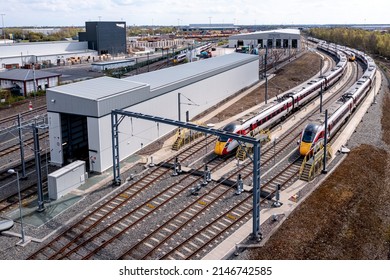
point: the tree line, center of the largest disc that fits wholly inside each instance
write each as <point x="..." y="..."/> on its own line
<point x="373" y="42"/>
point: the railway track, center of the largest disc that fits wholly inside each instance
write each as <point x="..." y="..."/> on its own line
<point x="184" y="233"/>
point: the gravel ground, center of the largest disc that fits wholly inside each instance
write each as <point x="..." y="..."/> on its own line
<point x="351" y="205"/>
<point x="10" y="251"/>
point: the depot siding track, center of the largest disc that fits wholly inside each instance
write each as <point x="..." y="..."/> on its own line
<point x="184" y="232"/>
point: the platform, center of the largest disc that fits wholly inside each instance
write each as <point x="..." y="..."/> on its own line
<point x="291" y="197"/>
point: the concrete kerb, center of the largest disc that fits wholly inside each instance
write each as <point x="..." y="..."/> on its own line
<point x="226" y="248"/>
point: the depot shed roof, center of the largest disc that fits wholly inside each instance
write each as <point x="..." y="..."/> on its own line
<point x="286" y="33"/>
<point x="26" y="75"/>
<point x="169" y="79"/>
<point x="95" y="97"/>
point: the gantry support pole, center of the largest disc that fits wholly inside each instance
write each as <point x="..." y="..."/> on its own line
<point x="207" y="130"/>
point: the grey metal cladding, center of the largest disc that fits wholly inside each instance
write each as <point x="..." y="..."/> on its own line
<point x="95" y="97"/>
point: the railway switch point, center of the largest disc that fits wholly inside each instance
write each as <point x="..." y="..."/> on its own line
<point x="195" y="190"/>
<point x="277" y="197"/>
<point x="240" y="185"/>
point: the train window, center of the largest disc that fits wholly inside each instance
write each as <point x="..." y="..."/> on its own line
<point x="308" y="136"/>
<point x="223" y="138"/>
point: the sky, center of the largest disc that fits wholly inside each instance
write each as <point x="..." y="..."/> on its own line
<point x="184" y="12"/>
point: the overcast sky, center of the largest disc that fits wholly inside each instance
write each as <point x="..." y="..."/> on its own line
<point x="184" y="12"/>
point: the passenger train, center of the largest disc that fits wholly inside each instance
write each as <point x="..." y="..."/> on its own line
<point x="283" y="106"/>
<point x="312" y="136"/>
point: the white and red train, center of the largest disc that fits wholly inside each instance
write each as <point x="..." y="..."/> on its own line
<point x="283" y="106"/>
<point x="314" y="133"/>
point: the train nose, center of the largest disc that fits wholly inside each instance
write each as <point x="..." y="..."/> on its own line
<point x="304" y="148"/>
<point x="219" y="147"/>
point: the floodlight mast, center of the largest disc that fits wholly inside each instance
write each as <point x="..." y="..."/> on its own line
<point x="115" y="121"/>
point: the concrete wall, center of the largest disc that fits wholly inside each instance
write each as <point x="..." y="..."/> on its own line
<point x="55" y="138"/>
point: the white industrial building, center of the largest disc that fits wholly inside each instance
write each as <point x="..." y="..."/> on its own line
<point x="18" y="54"/>
<point x="79" y="114"/>
<point x="115" y="64"/>
<point x="282" y="38"/>
<point x="26" y="81"/>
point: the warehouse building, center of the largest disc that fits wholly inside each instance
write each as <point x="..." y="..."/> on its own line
<point x="106" y="37"/>
<point x="282" y="38"/>
<point x="43" y="54"/>
<point x="79" y="114"/>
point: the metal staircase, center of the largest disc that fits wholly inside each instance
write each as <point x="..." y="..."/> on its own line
<point x="313" y="163"/>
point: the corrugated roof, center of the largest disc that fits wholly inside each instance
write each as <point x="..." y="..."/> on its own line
<point x="26" y="75"/>
<point x="99" y="88"/>
<point x="191" y="71"/>
<point x="259" y="33"/>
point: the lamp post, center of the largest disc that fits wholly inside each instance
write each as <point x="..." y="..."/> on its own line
<point x="12" y="171"/>
<point x="2" y="21"/>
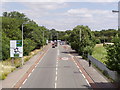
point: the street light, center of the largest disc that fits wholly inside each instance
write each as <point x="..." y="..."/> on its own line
<point x="80" y="34"/>
<point x="22" y="43"/>
<point x="118" y="11"/>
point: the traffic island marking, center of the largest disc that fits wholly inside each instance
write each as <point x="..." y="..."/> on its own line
<point x="30" y="70"/>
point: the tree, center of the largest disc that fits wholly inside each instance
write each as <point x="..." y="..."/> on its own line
<point x="86" y="44"/>
<point x="113" y="55"/>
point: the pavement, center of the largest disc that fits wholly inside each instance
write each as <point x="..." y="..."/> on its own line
<point x="59" y="67"/>
<point x="15" y="76"/>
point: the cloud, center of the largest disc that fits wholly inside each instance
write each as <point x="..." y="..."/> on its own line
<point x="60" y="0"/>
<point x="62" y="16"/>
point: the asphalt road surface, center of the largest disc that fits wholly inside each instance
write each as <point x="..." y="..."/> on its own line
<point x="56" y="70"/>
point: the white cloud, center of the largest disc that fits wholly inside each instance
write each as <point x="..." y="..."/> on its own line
<point x="94" y="18"/>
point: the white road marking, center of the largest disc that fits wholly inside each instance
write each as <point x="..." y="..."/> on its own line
<point x="77" y="66"/>
<point x="84" y="76"/>
<point x="32" y="70"/>
<point x="87" y="82"/>
<point x="80" y="70"/>
<point x="29" y="75"/>
<point x="56" y="69"/>
<point x="36" y="66"/>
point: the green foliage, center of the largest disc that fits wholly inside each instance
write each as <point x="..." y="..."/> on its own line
<point x="113" y="55"/>
<point x="100" y="53"/>
<point x="105" y="35"/>
<point x="84" y="45"/>
<point x="12" y="30"/>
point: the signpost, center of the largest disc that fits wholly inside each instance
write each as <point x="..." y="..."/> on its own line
<point x="16" y="49"/>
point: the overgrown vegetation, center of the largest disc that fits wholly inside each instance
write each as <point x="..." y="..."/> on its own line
<point x="105" y="35"/>
<point x="100" y="53"/>
<point x="82" y="40"/>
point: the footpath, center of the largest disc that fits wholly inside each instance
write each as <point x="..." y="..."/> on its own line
<point x="100" y="81"/>
<point x="15" y="76"/>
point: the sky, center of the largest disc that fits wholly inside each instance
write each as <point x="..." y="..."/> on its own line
<point x="65" y="15"/>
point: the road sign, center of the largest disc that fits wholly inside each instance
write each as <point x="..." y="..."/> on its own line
<point x="16" y="49"/>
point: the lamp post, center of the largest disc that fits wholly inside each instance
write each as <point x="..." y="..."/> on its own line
<point x="22" y="43"/>
<point x="80" y="35"/>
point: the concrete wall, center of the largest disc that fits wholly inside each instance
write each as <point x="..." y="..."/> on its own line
<point x="101" y="66"/>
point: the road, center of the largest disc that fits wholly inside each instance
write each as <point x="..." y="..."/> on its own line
<point x="56" y="69"/>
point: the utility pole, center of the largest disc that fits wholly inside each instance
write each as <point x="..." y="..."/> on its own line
<point x="22" y="45"/>
<point x="80" y="34"/>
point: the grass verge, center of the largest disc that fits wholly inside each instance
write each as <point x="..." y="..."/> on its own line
<point x="7" y="67"/>
<point x="100" y="53"/>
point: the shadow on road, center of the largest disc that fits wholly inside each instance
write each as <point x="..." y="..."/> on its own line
<point x="104" y="86"/>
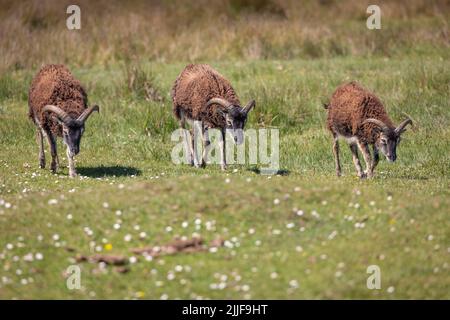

**Exercise instructions:**
Your reply should be the lines of the records from the start through the line with "point: the railway track, center", copied word for word, pictures omitted.

**Written response:**
point: the tree line, center of the largest disc that fits wholly inside each instance
write each as <point x="..." y="..."/> on its own line
<point x="373" y="42"/>
point: the railway track, center of the largest disc that fits wholly inside each instance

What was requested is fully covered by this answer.